Filter the lines that follow, copying each one that contains the string "below", with matching case.

-- Begin Information shown --

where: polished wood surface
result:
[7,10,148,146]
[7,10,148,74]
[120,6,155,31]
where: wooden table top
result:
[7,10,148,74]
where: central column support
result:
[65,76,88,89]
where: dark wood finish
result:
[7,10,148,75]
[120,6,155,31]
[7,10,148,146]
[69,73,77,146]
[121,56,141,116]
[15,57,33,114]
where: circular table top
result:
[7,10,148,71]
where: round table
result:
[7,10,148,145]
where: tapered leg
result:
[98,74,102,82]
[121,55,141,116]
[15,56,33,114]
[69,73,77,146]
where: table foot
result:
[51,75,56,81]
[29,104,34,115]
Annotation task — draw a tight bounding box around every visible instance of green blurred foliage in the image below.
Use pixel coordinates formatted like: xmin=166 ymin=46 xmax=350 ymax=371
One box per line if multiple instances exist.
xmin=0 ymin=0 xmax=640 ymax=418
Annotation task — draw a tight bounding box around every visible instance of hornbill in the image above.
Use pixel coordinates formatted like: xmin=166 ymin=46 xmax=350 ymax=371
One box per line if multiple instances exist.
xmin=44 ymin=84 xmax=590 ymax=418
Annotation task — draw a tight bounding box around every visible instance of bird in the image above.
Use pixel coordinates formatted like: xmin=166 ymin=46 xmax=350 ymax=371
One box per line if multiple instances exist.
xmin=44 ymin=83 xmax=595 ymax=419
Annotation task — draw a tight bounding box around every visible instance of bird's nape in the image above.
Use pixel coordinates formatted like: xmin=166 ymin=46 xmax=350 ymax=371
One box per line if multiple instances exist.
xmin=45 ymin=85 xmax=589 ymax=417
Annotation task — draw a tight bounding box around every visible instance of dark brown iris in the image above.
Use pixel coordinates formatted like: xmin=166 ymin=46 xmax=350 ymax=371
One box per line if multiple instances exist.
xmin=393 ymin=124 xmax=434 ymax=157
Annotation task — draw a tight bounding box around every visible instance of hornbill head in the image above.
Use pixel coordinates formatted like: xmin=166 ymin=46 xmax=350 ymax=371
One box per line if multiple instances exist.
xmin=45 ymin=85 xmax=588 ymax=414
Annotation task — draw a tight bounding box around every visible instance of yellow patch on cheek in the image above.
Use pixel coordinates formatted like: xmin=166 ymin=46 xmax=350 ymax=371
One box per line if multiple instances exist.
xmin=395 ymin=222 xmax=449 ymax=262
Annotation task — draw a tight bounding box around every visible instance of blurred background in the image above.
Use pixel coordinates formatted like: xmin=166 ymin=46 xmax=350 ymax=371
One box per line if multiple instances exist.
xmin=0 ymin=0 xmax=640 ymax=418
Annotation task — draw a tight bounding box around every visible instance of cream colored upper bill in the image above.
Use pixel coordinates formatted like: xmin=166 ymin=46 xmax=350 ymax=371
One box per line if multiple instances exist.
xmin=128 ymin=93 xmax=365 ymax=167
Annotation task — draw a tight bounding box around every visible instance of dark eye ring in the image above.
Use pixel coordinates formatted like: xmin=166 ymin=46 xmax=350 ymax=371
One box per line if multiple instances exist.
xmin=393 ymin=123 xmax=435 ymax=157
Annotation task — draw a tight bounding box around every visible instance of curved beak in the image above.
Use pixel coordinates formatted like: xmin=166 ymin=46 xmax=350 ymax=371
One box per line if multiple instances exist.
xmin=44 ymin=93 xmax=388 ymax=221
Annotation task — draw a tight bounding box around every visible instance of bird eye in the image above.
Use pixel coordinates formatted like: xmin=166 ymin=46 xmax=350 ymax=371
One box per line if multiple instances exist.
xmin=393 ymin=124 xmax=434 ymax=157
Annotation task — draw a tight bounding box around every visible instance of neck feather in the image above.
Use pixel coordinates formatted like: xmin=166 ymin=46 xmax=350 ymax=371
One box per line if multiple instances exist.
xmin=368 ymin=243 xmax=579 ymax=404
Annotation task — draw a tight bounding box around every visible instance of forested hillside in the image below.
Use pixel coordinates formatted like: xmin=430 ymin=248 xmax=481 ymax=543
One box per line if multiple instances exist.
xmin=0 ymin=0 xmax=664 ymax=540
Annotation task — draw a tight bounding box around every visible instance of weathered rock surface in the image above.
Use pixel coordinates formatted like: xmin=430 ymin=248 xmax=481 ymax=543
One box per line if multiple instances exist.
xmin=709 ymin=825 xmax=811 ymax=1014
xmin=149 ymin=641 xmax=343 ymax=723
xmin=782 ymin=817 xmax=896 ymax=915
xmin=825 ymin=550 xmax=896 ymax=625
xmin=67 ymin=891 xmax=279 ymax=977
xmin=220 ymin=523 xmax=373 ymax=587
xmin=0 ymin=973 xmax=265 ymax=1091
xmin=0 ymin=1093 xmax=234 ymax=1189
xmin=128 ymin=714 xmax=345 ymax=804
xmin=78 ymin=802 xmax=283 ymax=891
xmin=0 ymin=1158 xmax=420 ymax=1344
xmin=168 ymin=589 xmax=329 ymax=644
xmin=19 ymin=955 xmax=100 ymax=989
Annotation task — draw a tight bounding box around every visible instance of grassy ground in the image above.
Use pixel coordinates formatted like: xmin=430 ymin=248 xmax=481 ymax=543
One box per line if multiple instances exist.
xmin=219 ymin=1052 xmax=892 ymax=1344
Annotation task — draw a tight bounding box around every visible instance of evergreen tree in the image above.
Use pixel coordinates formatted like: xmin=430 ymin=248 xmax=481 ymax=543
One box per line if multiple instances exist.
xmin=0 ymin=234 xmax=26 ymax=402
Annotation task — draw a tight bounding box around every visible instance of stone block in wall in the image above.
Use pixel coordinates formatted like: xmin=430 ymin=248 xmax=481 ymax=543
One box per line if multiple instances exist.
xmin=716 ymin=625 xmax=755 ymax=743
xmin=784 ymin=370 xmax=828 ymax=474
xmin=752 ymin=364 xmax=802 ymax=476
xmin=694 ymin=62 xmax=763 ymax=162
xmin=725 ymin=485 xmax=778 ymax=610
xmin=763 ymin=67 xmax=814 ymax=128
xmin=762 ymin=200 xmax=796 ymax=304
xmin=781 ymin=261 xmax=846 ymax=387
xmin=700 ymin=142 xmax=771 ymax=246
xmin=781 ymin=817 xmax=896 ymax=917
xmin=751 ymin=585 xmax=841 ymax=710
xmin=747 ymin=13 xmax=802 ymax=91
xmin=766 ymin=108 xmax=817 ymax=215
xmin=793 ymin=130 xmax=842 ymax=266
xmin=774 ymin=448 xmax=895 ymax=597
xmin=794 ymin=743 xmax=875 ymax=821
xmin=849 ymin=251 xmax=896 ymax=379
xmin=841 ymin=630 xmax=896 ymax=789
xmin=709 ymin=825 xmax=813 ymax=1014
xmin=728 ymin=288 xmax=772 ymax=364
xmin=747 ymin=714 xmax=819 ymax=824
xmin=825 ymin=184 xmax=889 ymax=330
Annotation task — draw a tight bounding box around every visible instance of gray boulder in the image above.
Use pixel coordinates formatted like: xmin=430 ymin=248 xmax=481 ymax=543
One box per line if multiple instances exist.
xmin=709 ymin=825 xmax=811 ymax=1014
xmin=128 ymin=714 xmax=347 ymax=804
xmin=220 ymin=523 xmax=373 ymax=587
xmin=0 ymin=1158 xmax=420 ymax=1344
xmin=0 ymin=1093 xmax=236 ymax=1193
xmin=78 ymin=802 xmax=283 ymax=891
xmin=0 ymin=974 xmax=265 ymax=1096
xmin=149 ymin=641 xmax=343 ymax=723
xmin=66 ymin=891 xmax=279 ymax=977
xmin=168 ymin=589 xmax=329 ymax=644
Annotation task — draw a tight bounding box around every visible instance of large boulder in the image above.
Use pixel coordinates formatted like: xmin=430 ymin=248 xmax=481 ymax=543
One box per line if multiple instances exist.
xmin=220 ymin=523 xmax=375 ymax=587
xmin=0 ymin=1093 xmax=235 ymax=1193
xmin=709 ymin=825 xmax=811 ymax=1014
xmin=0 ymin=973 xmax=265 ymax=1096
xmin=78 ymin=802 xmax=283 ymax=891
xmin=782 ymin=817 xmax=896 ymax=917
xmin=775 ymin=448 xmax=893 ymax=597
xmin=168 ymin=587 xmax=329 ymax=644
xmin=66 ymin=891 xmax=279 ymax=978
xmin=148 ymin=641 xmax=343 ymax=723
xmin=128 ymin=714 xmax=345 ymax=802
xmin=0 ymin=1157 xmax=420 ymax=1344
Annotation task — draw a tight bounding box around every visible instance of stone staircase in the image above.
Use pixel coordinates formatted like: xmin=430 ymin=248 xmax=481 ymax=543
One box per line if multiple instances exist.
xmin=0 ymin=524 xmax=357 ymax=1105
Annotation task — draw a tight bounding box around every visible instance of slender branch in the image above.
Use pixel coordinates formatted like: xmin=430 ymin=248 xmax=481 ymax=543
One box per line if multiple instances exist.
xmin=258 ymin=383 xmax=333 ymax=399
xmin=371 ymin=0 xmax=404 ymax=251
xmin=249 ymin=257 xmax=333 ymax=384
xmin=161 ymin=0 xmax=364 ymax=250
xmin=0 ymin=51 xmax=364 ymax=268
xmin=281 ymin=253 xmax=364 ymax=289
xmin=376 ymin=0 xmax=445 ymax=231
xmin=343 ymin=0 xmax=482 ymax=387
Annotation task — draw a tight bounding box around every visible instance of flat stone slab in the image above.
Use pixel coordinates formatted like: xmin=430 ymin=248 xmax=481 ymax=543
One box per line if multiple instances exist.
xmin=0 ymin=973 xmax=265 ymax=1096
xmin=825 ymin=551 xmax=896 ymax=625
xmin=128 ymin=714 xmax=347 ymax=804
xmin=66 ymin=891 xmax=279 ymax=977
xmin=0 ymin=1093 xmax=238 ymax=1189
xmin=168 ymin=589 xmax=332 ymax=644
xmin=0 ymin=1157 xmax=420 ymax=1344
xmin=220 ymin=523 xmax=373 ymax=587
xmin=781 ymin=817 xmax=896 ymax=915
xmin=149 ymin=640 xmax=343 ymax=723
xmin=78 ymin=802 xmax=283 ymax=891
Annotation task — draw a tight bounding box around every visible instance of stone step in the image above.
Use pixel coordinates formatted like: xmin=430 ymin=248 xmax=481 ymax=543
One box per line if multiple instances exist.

-- End Information shown --

▸ Full response
Annotation task — draw a tight bounding box around every visible instance of green blurred foliage in the image below.
Annotation task — draw a tight bounding box around every visible instance of forested hillside in the image below.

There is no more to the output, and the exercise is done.